◆ Exercise details: An exact copy of every entry below is needed.

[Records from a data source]
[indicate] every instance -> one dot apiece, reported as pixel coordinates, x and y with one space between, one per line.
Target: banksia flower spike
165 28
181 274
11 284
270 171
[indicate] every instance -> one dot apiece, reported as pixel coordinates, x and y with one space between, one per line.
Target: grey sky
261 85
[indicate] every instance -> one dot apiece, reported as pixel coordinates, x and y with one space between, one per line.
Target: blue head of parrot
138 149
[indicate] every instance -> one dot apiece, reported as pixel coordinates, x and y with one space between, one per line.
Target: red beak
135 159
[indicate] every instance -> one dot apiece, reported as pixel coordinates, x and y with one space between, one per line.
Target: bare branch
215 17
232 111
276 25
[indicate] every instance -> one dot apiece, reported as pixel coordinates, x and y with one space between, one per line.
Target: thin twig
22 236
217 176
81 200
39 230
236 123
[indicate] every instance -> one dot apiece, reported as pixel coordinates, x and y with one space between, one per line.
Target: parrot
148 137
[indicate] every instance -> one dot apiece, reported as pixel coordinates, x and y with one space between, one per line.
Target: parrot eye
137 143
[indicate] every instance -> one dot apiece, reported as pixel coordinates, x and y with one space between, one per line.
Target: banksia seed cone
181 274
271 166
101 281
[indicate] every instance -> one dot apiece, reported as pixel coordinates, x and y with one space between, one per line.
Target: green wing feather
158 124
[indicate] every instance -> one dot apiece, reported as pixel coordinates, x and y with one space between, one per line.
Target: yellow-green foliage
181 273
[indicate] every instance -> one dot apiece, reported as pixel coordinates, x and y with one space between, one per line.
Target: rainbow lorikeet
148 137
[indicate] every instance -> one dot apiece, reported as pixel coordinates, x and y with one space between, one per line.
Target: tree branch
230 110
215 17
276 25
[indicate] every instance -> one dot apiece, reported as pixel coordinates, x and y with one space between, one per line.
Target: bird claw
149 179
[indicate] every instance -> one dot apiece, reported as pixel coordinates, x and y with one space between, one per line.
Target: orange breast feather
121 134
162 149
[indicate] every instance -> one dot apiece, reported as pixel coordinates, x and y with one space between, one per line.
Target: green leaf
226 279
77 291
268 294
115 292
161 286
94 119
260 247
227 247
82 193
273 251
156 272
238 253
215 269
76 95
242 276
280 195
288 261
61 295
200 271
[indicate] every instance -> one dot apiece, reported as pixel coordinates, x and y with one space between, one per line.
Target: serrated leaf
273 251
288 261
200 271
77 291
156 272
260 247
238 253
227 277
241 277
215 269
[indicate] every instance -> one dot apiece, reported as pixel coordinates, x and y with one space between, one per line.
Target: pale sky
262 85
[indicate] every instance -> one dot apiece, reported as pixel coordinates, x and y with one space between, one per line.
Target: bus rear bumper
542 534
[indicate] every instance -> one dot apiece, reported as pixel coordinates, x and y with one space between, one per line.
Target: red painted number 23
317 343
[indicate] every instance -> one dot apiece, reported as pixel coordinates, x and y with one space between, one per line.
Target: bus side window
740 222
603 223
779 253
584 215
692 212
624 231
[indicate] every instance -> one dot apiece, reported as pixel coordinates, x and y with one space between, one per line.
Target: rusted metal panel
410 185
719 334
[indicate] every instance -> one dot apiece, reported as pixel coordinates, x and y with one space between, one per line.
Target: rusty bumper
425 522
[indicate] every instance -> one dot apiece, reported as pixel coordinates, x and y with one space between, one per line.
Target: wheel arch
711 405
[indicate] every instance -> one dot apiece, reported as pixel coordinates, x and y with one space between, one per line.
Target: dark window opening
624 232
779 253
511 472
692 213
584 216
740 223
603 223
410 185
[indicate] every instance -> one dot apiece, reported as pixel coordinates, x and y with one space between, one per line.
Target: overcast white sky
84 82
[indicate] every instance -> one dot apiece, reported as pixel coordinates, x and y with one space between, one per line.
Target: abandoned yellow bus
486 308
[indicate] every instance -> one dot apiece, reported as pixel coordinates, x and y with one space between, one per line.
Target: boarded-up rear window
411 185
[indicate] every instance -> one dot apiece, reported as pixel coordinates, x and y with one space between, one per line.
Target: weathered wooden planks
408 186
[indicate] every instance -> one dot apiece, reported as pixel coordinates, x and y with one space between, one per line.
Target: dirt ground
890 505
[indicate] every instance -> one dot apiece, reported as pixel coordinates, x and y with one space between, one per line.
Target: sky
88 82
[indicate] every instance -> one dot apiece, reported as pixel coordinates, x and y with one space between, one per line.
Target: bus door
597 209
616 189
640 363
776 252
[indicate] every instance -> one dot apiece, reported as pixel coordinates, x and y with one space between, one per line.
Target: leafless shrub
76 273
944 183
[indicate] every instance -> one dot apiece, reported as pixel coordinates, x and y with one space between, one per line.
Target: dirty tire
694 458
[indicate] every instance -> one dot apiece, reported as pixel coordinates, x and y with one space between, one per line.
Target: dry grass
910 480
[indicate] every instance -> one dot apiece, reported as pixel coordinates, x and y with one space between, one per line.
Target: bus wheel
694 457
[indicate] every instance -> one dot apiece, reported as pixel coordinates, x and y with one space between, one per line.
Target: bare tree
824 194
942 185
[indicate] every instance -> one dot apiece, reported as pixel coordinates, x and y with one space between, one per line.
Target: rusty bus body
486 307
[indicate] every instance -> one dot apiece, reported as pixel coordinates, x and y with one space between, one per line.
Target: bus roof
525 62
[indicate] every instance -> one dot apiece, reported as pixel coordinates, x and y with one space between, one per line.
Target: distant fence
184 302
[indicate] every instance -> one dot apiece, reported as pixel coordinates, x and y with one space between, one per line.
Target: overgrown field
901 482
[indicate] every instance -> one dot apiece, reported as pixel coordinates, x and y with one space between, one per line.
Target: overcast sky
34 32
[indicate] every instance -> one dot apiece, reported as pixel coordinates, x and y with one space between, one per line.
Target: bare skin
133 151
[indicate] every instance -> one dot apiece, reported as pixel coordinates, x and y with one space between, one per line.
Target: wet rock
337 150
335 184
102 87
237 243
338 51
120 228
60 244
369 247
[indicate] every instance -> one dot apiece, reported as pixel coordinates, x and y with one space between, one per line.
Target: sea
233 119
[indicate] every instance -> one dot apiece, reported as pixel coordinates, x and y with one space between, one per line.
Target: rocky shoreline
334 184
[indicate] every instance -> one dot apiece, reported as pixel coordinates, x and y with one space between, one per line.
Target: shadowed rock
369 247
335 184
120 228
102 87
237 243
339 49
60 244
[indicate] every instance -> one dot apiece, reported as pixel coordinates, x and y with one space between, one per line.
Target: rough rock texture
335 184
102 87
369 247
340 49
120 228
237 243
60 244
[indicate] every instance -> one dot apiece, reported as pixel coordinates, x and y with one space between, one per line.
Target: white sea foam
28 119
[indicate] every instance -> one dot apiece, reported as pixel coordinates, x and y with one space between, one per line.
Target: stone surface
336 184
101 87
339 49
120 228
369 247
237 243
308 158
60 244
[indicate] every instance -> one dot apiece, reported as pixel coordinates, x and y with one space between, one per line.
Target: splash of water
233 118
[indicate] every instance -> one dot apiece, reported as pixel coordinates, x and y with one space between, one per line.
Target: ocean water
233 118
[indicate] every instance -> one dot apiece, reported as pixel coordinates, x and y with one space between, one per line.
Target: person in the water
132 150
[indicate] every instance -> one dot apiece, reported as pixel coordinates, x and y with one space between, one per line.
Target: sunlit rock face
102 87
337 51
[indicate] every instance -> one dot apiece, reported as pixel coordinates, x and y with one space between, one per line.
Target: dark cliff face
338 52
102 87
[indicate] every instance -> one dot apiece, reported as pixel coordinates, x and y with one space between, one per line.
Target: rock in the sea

◆ Answer to the exercise:
[indicate] every instance -> one dot apiece, reported as pixel coordinates, x and y with one space between, one per line.
Target: banksia flower spike
165 28
181 274
11 284
270 171
[indicate] every instance -> one dot apiece, reported as pixel coordinates, x and y with one space between, one per line.
Target: grey sky
261 85
[indicate] every instance -> one dot apiece, reported as pixel coordinates, x and y with one space between, one per line.
Target: blue head of parrot
138 149
[indicate] every instance -> one dot apiece, reported as pixel coordinates, x and y with one space between, one per line.
Target: red beak
135 159
[indicate] every instance -> one dot apiece, reported as pixel coordinates, x and y with one space between, one per line.
Target: bare branch
215 17
232 111
276 25
[indicate] every instance -> one dot apiece, reported as pixel coordinates, x and y with one space between, one per line.
Target: thin twig
22 236
217 176
81 200
39 230
236 123
[indicate] every instance -> one dot apiece, reported as pixel coordinates, x and y with one space between, one per line.
Target: parrot
148 137
[indicate] every instance -> one dot apiece, reported as pixel coordinates, x and y with one space between, one per line.
Target: parrot eye
137 143
[indicate] every instance -> one dot apiece, reported as pixel coordinates, x and y with one space between, one per line.
Target: banksia seed cone
181 274
271 166
101 281
[indicate] every instance -> one dot apiece, reported as pixel coordinates, x and y with one space between, one per line.
Target: green wing feather
158 124
[indicate] every instance -> one dot apiece, reported as pixel coordinates, x and y with one space between, one per line.
Target: yellow-green foliage
181 273
[indicate] every instance -> one dot apiece, reported as pixel coordinates, x and y with one space between, one per line.
Target: rainbow lorikeet
148 137
[indicate] every instance -> one dot apiece, reported as pixel coordinates, x and y with one space between, one per line.
Target: tree branch
230 110
215 17
276 25
[indicate] every instance -> one dot apiece, reported as pixel coordinates, x and y with one space between, one per line.
Target: bird claw
149 179
[indicate] every instance -> one dot apiece, reported as pixel coordinates, x and y with one space between, one per line.
Target: orange breast feather
121 134
162 149
[indicate] every instance -> one dot apiece, reported as pixel coordinates, x and y with one space between, one per line.
Target: green leaf
226 279
77 291
268 294
115 292
161 286
94 119
260 247
227 247
82 193
273 251
156 272
238 253
215 269
76 95
242 276
280 195
288 261
61 295
200 271
[indicate] every instance -> one dot apiece, reported as pixel coordinates, x and y with one space between, one per line.
Target: serrated leaf
273 251
288 261
200 271
77 291
156 272
260 247
238 253
227 277
241 277
215 269
[indicate] every instance -> one dot apiece, reported as pixel coordinates, x and y with one space between, one per line.
Target: pale sky
262 85
[indicate] every instance -> one dot apiece, reported as pixel coordinates, x and y with one space between, one per line.
Target: bus rear bumper
542 534
[indicate] every instance -> one dot apiece, reported as pixel coordinates, x and y with one space between, one per line.
Target: red painted number 23
317 343
[indicate] every instance -> one dot apiece, reported as pixel coordinates, x and y with one space between, one per line.
Target: bus side window
740 222
603 223
779 253
584 215
692 212
624 231
[indicate] every instance -> one dot apiece, reported as pixel coordinates, x and y with one space between, one per line.
Target: rusted metal panel
410 185
719 334
[indicate] every instance -> one dot apiece, reported as pixel coordinates, x and y with one space between, one per line.
Target: rusty bumper
425 522
[indicate] every instance -> one dot apiece, reported as pixel coordinates, x and y with one space between, one per line.
Target: wheel arch
711 405
[indicate] every instance -> one dot apiece, reported as pixel coordinates, x and y with one space between, one per line.
Target: dark window opening
624 232
779 253
511 472
692 213
584 216
740 223
603 223
410 185
[indicate] every instance -> one dot apiece, reported as pixel coordinates, x and y with one space between, one per line.
Target: overcast white sky
84 82
[indicate] every instance -> one dot apiece, reported as pixel coordinates, x and y with one space between, one per line.
Target: abandoned yellow bus
486 308
[indicate] every instance -> one dot apiece, reported as pixel coordinates, x and y with one space between, one per line.
Target: boarded-up rear window
411 185
[indicate] every instance -> one dot apiece, reported as pixel coordinates, x and y with one space between, one per line.
Target: weathered wooden planks
408 186
[indicate] every instance -> one dot apiece, reported as pixel coordinates, x and y with one space between, one per line.
Target: dirt ground
890 505
[indicate] every instance -> one dot apiece, reported as pixel coordinates, x and y with one space between, one per line.
Target: sky
88 82
[indicate] every instance -> one dot apiece, reported as pixel coordinates, x and y with one space between, one per line.
Target: bus door
597 209
616 189
640 363
776 252
[indicate] every instance -> one dot apiece, reported as pixel coordinates, x and y with one space between, one per line.
Target: leafless shrub
76 273
944 183
[indicate] every instance -> one dot apiece, reported as pixel coordinates, x and y with one space between, one per line.
Target: dirty tire
694 458
[indicate] every instance -> one dot apiece, reported as pixel coordinates, x and y with one space between, one per line.
Target: dry grass
910 480
[indicate] every instance -> one dot apiece, reported as pixel coordinates, x and y with one space between, one per line.
Target: bus wheel
694 457
[indicate] every instance -> one dot apiece, reported as pixel coordinates, x and y with one space between, one per line.
Target: bare tree
824 194
942 185
[indicate] every instance -> one dot apiece, reported as pixel coordinates, x and y with one space between, one per line.
Target: rusty bus body
486 307
[indicate] every instance -> one dot apiece, reported as pixel coordinates, x and y with one space between, one per line.
Target: bus roof
525 62
[indicate] every instance -> one dot apiece, reported as pixel coordinates, x and y with one space between, one per line.
Target: distant fence
184 302
[indicate] every instance -> one dot apiece, reported as pixel coordinates, x and y with one space between, one per line.
Target: overgrown field
901 482
[indicate] every instance -> one dot apiece, reported as pixel coordinates, x and y with one space between, one per line.
Target: overcast sky
34 32
[indicate] every instance -> one dot apiece, reported as pixel coordinates, x and y with one space between, one per line.
Target: bare skin
133 151
[indicate] every instance -> one dot apiece, reported as pixel coordinates, x and y with one space between, one per line.
Target: wet rock
337 150
335 184
102 87
237 243
338 51
120 228
60 244
369 247
[indicate] every instance -> one dot apiece, reported as pixel coordinates, x and y with one space between, one per line.
Target: sea
233 119
[indicate] every instance -> one dot apiece, reported as pixel coordinates, x and y with one space between, one per line.
Target: rocky shoreline
334 184
[indicate] every instance -> one dot apiece, reported as pixel coordinates, x and y with one space between, one per line.
Target: shadowed rock
369 247
335 184
120 228
102 87
237 243
339 49
60 244
[indicate] every instance -> one dot apiece, reported as pixel coordinates, x and y with one space between, one per line.
Target: rough rock texture
335 184
102 87
369 247
340 49
120 228
237 243
60 244
[indicate] every instance -> one dot apiece, reported as pixel coordinates, x and y with one space between, one per line.
Target: white sea foam
28 119
[indicate] every instance -> one dot apiece, reported as pixel coordinates, x and y with one space between, one per line.
Target: stone surface
336 184
101 87
339 49
120 228
369 247
237 243
308 158
60 244
[indicate] every instance -> one dot apiece, reported as pixel coordinates, x and y with one space between, one per line.
Target: splash of water
233 118
[indicate] every instance -> one dot apiece, reported as pixel coordinates, x and y with one space between, one per line.
Target: ocean water
233 118
[indicate] every instance -> one dot apiece, reported as pixel coordinates, x and y with one space between, one per line.
Target: person in the water
132 150
[indicate] every instance -> one dot apiece, reported as pixel coordinates, x and y with one space between, one per line.
Target: sunlit rock face
102 87
337 51
[indicate] every instance -> one dot apiece, reported as pixel coordinates, x and y with one space between, one per line.
Target: dark cliff face
338 52
102 87
[indicate] every instance -> one dot apiece, reported as pixel coordinates, x and y with one space between, one per line.
Target: rock in the sea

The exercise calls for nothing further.